Document text:
[start]

# SETI@Home Wow!-Event  2015



## Terminator_1 (Jul 15, 2015)

SETI.Germany invites all BOINC teams to the SETI@Home Wow!-Event 2015. It takes place from  15th August, 16.00 UTC, until  29th August 2015, 16.00 UTC.
We cordially ask all team leaders to forward the invitation to their team. Information about the Wow! Race 2015, an exciting race concept and a registration form can be found here:
http://www.seti-germany.de/Wow/anmeldung.php?&lang=en
SETI.Germany wishes you and your team members much fun with the Wow! Event 2015.

Many Greatings: Terminator


----------



## Terminator_1 (Jul 21, 2015)

Hello everyone, only 25 days until the start.SETI.Germany invites all Members and Friends from TechPowerUp to the SETI@Home Wow!-Event 2015.

Register here:

http://www.seti-germany.de/Wow/anmeldung.php?lang=de&lang=en

Many Greatings: Terminator


----------



## Arjai (Jul 26, 2015)

Terminator_1 said:


> Hello everyone, only 25 days until the start.SETI.Germany invites all Members and Friends from TechPowerUp to the SETI@Home Wow!-Event 2015.
> 
> Register here:
> 
> ...


Good Luck with finding a new WOW signal!! 

As much as I appreciate SETI, I am going to keep crunching for WCG. No disrespect, I am a science geek, too but, I like the work that is currently changing the way we live, via WCG. 

I also have an affinity for this Crunching Team *(The Best Crunching Team in the Universe!)*, and will not test that loyalty.


----------



## Terminator_1 (Aug 8, 2015)

Hello Arjai,thank you for your answer.

SETI.Germany invites Team  TechPowerUp and Friends to the SETI@Home Wow!-Event 2015.It takes place from 15th August, 16.00 UTC, until 29th August 2015, 16.00 UTC.

[end]

Image object location entries:
[start]

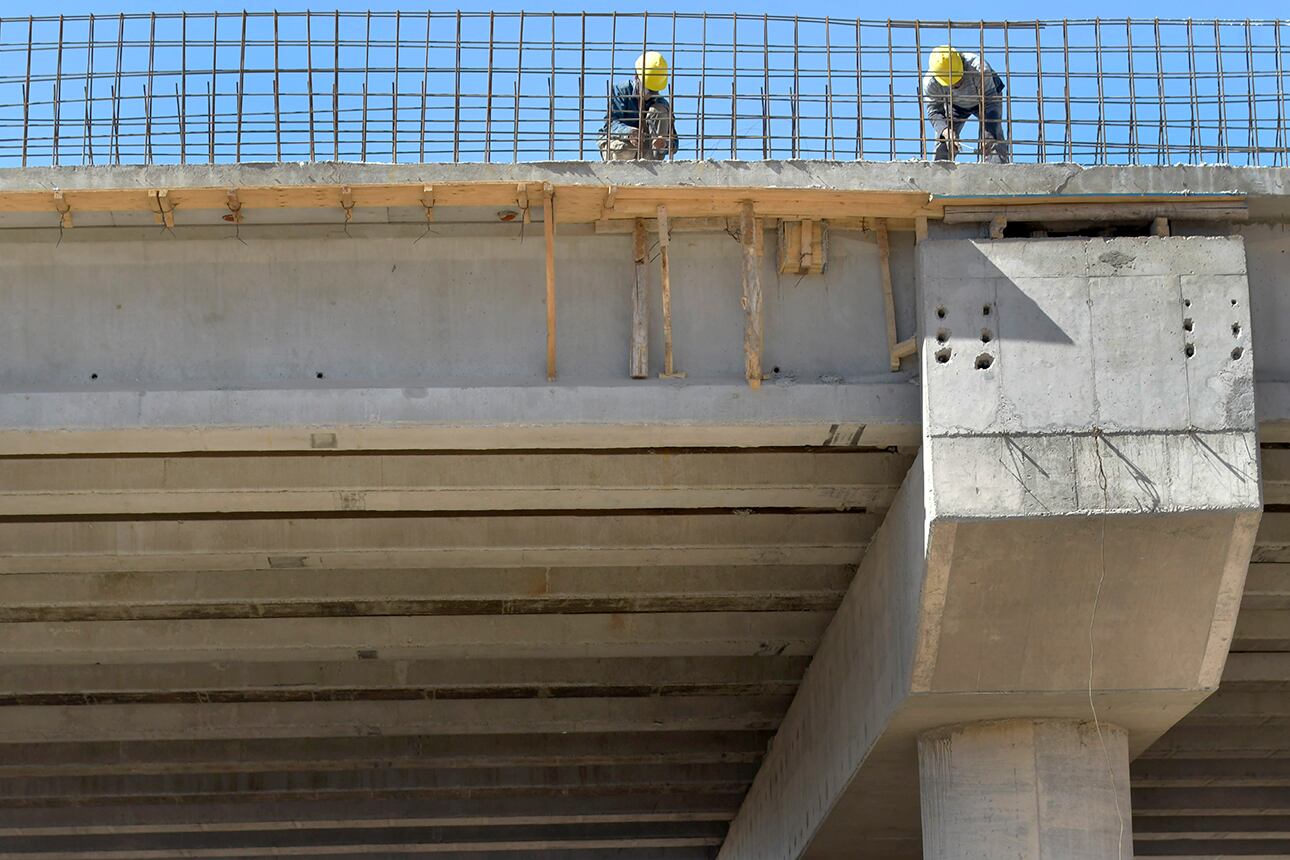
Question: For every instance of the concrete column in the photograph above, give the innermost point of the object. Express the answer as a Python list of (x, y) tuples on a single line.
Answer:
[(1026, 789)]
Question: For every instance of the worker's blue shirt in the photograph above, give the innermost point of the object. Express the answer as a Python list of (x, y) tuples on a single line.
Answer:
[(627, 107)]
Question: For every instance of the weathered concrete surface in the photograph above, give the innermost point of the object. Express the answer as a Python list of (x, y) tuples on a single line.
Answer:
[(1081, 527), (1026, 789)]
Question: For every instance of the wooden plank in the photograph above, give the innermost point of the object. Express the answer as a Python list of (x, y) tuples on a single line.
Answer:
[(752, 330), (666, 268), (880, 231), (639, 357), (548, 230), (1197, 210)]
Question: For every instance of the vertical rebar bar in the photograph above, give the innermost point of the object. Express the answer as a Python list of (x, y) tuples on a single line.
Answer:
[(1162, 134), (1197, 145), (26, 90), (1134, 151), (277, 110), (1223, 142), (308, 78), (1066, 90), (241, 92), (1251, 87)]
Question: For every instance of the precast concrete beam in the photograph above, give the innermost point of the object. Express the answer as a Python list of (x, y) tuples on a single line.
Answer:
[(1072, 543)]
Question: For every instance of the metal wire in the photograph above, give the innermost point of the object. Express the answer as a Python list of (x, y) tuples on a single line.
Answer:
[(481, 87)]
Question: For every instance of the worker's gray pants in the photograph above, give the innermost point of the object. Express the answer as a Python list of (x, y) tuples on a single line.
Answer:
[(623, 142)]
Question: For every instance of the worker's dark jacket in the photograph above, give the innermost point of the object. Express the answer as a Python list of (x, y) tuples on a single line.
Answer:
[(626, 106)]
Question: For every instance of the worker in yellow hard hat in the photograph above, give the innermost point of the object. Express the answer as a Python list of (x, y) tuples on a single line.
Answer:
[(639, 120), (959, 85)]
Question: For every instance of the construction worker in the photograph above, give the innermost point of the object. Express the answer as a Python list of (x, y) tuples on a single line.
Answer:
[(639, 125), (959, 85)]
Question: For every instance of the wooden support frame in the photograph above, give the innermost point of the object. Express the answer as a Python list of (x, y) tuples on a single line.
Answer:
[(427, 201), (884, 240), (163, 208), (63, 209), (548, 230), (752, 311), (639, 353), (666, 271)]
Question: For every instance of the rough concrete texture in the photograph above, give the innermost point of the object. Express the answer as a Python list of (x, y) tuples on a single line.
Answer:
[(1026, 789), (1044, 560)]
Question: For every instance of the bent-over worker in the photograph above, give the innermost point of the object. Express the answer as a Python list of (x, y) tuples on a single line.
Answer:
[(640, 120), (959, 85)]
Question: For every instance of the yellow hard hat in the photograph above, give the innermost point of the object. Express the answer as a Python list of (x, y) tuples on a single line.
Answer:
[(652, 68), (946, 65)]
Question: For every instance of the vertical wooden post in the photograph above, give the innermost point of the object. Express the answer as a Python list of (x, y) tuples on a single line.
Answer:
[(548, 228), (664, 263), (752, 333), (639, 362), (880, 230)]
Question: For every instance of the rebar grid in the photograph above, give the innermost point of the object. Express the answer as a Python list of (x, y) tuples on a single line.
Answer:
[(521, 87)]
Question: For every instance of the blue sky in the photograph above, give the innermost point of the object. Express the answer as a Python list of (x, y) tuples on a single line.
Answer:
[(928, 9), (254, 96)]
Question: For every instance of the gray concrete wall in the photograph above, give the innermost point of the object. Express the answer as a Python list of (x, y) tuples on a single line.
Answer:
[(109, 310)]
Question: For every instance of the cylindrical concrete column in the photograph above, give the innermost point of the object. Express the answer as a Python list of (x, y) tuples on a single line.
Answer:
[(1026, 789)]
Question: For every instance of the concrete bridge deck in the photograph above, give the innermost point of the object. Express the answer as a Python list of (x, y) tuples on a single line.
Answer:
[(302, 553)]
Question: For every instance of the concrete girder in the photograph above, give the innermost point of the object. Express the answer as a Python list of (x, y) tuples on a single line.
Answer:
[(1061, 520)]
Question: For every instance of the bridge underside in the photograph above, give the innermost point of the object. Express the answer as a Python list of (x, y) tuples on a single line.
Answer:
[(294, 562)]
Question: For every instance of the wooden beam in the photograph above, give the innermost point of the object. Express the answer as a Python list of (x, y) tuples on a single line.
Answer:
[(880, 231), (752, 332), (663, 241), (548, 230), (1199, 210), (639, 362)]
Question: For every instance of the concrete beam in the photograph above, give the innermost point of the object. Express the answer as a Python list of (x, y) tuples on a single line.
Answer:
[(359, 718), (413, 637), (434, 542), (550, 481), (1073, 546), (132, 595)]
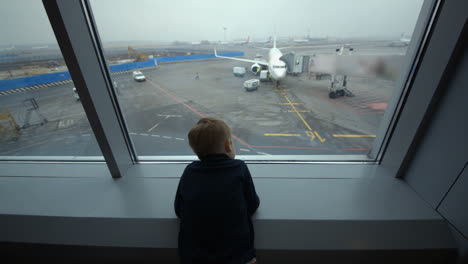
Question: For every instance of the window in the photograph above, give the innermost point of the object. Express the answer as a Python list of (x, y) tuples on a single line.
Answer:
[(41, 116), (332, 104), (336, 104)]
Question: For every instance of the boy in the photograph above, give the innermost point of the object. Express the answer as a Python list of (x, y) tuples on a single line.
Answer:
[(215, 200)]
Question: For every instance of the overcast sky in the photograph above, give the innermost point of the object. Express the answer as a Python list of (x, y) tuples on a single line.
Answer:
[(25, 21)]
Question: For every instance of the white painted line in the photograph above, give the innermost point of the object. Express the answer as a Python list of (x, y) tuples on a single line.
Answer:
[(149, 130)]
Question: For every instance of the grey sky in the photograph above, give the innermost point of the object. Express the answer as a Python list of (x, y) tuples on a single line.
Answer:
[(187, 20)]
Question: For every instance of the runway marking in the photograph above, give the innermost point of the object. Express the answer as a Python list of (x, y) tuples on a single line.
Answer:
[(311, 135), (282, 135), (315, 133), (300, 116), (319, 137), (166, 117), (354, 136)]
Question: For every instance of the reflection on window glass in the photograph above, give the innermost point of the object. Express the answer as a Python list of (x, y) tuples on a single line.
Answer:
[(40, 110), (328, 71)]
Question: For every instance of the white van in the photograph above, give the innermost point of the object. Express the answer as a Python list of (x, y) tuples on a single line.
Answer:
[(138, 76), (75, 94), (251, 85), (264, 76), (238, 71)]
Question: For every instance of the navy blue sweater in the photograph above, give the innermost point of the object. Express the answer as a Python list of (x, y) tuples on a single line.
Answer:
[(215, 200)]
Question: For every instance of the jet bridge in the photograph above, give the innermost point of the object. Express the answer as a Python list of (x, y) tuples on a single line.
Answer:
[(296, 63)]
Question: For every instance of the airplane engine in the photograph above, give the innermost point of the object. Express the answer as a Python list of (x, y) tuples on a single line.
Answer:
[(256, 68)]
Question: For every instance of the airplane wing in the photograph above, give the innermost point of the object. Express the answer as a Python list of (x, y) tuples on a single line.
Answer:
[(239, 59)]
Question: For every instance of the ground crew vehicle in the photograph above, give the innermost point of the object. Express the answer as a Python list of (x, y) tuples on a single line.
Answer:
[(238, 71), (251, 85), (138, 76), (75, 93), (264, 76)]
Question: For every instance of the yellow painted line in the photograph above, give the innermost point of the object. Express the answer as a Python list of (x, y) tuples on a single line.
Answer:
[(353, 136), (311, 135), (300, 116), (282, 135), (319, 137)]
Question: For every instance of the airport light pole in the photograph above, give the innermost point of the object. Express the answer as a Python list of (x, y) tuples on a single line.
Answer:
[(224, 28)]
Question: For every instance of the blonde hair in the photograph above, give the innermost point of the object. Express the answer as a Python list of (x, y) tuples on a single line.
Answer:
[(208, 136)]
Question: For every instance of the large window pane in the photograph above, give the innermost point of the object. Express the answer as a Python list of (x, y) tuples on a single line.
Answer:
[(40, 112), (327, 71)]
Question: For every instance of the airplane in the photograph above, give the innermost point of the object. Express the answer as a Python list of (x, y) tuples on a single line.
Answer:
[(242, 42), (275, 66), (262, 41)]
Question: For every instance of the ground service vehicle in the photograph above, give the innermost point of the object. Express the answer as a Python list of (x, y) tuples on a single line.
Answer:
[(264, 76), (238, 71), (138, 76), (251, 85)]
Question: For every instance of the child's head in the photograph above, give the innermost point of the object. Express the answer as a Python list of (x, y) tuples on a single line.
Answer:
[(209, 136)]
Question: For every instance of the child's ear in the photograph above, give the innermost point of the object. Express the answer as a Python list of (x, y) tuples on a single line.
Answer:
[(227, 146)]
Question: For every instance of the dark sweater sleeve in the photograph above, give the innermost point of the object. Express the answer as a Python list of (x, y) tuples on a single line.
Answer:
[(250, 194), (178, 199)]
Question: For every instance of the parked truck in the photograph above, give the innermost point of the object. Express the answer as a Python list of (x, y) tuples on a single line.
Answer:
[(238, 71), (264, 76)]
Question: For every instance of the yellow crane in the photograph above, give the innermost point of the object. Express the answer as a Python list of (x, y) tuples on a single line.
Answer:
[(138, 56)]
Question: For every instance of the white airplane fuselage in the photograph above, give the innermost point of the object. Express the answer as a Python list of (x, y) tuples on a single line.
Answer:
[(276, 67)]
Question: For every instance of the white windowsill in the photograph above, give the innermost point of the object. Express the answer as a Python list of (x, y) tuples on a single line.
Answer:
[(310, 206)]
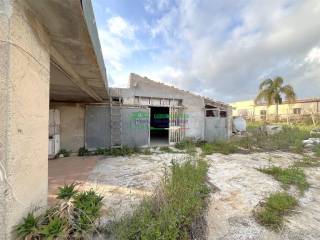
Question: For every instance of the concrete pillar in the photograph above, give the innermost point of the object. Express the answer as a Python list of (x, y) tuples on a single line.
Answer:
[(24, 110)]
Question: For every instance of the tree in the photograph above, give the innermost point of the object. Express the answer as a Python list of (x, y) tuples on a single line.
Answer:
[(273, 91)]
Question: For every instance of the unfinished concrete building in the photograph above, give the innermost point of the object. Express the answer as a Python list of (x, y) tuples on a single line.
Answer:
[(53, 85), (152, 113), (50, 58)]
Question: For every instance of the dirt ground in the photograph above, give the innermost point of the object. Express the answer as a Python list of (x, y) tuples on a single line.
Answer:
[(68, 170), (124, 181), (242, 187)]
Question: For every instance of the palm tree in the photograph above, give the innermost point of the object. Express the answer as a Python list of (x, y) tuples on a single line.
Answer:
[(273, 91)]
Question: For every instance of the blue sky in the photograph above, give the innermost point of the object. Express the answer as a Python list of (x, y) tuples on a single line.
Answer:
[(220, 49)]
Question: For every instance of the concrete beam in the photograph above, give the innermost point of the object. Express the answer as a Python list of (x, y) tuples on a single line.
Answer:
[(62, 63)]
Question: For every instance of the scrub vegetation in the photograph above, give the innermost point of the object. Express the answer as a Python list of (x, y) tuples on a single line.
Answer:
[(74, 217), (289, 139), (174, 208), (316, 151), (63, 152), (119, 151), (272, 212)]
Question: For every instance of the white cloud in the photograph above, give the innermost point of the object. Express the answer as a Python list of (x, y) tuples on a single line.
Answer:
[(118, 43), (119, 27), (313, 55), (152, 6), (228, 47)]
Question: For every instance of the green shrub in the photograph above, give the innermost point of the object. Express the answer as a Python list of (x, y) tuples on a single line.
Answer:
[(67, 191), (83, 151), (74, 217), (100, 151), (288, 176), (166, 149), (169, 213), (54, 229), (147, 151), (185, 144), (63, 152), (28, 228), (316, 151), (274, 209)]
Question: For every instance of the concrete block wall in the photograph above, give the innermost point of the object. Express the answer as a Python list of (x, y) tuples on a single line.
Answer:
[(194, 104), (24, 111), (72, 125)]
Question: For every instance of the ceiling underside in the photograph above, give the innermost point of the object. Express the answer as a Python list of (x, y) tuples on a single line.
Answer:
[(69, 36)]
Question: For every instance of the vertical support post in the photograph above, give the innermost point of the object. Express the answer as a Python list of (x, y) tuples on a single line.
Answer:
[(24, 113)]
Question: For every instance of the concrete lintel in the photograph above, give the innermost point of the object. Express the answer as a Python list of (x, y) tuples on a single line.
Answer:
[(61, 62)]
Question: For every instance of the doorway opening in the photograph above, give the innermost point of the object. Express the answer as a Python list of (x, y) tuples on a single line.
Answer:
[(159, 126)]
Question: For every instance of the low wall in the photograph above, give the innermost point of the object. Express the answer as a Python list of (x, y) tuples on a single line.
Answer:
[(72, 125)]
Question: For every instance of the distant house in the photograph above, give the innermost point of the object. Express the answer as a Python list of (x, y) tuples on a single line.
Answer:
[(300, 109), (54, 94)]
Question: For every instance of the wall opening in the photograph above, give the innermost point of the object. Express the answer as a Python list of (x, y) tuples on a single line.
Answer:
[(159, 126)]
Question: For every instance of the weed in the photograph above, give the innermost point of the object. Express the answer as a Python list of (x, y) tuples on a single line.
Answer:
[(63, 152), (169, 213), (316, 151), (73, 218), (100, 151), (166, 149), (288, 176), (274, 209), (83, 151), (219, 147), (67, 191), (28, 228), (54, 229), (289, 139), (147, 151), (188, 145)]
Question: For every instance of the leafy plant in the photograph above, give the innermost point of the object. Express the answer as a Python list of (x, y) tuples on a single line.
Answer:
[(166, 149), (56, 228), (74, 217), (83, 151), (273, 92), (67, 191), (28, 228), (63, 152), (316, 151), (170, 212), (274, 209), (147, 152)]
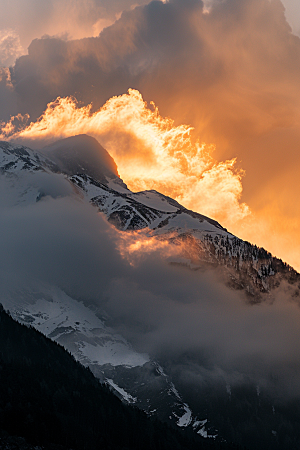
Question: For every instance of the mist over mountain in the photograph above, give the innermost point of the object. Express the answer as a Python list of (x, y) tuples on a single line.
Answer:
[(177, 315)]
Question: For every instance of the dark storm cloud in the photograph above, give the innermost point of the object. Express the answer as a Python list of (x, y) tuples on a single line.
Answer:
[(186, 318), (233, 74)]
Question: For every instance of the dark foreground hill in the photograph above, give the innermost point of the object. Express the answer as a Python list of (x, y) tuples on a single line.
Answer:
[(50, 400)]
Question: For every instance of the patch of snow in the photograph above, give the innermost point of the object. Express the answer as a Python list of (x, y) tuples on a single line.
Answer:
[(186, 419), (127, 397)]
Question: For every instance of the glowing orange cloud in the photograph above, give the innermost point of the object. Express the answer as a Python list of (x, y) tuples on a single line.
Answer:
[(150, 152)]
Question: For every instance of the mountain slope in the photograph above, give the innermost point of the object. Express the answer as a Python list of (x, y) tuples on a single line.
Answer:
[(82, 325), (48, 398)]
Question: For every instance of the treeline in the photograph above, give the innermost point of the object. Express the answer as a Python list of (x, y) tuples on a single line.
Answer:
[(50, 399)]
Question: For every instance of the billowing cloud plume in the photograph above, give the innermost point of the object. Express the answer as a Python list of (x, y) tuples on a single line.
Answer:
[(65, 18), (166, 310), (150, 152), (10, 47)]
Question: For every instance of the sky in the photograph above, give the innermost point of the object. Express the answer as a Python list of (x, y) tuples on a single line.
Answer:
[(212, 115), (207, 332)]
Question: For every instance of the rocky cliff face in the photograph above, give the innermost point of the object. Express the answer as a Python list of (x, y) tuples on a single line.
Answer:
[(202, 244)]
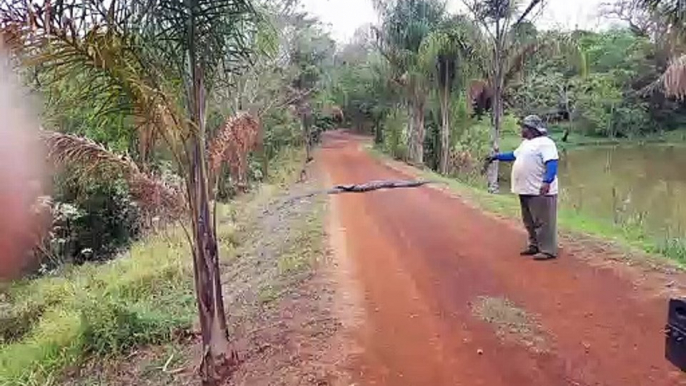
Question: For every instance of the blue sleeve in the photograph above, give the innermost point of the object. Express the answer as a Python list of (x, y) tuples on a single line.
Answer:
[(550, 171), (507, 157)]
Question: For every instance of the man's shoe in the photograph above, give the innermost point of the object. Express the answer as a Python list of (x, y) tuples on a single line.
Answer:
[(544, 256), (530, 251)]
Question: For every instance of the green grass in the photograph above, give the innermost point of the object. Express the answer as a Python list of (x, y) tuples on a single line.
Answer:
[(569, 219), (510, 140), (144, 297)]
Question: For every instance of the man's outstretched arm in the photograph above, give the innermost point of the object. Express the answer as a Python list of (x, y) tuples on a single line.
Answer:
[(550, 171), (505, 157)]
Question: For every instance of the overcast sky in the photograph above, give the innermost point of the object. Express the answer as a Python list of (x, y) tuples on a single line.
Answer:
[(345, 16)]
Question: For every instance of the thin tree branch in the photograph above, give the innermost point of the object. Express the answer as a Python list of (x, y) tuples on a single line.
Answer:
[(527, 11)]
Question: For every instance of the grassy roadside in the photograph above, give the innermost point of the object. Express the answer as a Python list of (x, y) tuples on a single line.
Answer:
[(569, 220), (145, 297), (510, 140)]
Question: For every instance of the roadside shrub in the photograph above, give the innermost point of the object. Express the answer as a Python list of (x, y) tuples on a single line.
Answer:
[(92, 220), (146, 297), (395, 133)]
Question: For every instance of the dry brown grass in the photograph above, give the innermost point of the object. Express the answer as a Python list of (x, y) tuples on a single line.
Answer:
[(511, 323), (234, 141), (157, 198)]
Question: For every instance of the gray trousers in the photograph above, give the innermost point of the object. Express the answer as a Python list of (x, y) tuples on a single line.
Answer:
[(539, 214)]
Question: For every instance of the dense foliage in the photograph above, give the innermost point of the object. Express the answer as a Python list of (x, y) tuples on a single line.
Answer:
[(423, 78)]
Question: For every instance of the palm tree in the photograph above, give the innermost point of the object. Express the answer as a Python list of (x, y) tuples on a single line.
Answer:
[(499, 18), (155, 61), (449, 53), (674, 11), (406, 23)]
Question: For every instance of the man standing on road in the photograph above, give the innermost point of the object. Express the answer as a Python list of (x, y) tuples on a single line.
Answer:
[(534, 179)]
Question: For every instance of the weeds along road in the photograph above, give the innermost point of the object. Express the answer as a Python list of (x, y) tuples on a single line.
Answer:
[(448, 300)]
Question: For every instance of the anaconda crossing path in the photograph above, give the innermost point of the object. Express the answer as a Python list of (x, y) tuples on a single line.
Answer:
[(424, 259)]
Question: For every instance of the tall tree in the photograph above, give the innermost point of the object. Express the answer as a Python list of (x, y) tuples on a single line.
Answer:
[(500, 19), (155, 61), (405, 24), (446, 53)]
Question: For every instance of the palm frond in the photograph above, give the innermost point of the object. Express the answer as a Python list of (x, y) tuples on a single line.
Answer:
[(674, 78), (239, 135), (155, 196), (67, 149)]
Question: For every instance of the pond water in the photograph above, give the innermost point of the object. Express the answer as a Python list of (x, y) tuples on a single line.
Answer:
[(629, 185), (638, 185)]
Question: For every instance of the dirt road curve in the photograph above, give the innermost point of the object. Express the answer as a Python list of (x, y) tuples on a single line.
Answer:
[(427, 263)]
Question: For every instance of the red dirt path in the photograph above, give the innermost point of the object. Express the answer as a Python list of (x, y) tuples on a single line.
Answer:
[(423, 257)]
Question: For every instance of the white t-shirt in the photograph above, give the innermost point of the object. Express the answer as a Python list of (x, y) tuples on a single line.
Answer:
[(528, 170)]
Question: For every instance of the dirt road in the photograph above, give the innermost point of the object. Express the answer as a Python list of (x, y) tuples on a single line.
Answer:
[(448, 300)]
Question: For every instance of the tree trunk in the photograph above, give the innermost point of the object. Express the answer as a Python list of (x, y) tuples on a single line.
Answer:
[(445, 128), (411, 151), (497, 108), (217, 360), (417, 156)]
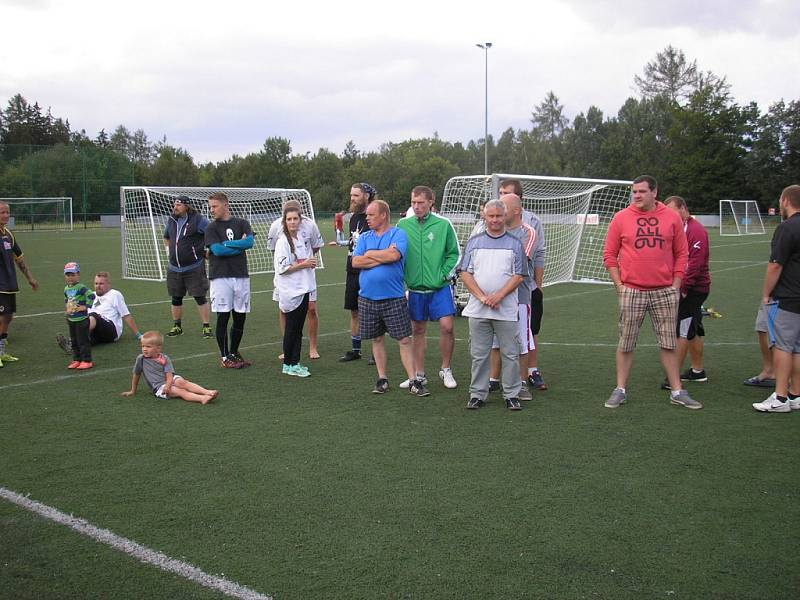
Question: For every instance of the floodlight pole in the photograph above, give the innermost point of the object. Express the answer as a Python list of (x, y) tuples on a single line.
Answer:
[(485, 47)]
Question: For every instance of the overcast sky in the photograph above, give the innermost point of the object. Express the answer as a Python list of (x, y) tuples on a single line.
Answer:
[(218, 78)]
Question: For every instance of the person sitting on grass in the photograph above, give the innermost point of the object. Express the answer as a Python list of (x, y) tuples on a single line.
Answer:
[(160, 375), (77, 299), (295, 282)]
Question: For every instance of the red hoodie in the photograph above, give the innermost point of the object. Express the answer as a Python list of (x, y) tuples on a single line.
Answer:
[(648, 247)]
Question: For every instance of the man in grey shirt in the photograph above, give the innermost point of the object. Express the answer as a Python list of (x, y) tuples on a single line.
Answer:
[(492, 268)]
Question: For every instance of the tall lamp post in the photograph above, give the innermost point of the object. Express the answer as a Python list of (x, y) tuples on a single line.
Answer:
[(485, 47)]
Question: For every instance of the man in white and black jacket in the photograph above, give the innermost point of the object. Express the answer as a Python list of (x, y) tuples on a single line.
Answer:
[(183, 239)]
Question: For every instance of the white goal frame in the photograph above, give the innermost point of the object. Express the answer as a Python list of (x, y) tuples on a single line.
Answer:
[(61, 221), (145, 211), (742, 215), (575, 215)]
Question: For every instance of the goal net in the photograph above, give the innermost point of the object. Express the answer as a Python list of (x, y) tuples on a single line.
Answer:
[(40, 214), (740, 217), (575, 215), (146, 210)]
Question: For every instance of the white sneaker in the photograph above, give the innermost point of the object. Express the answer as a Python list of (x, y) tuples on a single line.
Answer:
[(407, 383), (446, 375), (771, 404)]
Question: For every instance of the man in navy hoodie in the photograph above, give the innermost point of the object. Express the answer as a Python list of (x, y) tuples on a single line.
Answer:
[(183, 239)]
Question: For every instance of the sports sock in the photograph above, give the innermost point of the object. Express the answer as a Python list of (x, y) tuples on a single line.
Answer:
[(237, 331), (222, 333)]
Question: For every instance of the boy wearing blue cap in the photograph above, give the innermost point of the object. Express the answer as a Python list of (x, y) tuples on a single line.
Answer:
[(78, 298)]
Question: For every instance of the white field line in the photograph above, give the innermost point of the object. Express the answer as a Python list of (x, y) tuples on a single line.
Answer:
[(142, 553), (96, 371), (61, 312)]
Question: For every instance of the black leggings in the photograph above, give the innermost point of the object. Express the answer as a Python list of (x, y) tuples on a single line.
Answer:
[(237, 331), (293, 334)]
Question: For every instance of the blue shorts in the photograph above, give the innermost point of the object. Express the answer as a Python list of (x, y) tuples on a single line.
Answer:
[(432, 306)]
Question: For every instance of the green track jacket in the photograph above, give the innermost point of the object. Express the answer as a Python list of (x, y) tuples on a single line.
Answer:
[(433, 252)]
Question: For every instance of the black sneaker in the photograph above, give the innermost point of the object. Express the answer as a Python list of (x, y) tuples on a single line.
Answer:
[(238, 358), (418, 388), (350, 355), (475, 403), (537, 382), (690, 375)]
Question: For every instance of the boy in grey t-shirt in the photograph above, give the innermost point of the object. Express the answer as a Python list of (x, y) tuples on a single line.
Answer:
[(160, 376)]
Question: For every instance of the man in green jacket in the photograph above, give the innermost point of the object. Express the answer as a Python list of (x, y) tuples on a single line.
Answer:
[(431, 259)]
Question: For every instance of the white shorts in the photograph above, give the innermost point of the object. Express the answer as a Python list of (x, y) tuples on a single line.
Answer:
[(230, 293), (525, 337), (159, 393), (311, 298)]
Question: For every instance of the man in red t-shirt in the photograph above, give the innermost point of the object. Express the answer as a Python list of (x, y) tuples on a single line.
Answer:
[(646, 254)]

[end]

Objectives:
a: In the forum thread, when does the SETI@Home Wow!-Event 2015 end?
b: From the forum thread, write out the stretch from "Good Luck with" through "for your answer.".
c: Give the date of every post in the forum thread.

Solved tasks:
a: It ends on 29th August 2015 at 16.00 UTC.

b:
Good Luck with finding a new WOW signal!! 

As much as I appreciate SETI, I am going to keep crunching for WCG. No disrespect, I am a science geek, too but, I like the work that is currently changing the way we live, via WCG. 

I also have an affinity for this Crunching Team *(The Best Crunching Team in the Universe!)*, and will not test that loyalty.


----------



## Terminator_1 (Aug 8, 2015)

Hello Arjai,thank you for your answer.

c: Jul 15, 2015; Jul 21, 2015; Jul 26, 2015; Aug 8, 2015